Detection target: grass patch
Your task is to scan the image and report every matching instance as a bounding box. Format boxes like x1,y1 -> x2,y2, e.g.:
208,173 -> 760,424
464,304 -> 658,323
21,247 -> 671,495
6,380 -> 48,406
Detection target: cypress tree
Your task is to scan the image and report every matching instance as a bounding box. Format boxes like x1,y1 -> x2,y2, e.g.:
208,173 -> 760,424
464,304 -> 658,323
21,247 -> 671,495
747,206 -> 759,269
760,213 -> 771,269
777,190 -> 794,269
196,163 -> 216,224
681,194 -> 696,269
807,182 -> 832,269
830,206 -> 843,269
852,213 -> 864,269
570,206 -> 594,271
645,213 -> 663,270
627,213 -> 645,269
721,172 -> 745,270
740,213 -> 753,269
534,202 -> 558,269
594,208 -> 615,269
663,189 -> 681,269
+ + + +
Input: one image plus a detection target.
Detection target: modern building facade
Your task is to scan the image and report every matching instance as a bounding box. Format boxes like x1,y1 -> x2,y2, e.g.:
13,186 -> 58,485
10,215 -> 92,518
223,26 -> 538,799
+ + + +
[WRITTEN TASK] Could you scale the material between the lines holding "Detection target: grass patch" and "663,189 -> 681,269", inclusive, and give those lines again with the requests kept as they are? Multiply every bounding-box coordinate in the answers by 1.25 and round to whole numbers, halves up, leaving the numbers in the requests and their format samples unchanged.

[ANSWER TO THIS EXERCISE]
Detection target: grass patch
Your task is to scan the image and report every matching instance as a bounding box. Format boxes like x1,y1 -> x2,y2, e.g.:
208,173 -> 760,424
464,304 -> 658,323
21,247 -> 671,495
8,475 -> 60,508
Detection target: cypress tree
Your task is to scan the image and report every matching instance as a bounding box. Format boxes like x1,y1 -> x2,y2, e.g.:
208,173 -> 760,424
464,304 -> 658,323
21,247 -> 671,495
934,258 -> 949,336
950,266 -> 964,336
971,238 -> 993,336
245,204 -> 270,280
851,243 -> 870,336
1009,228 -> 1040,336
1038,258 -> 1054,336
1065,266 -> 1080,336
713,258 -> 743,339
806,266 -> 829,338
784,266 -> 806,336
901,215 -> 931,338
925,266 -> 941,336
668,253 -> 698,336
743,260 -> 769,336
829,236 -> 851,336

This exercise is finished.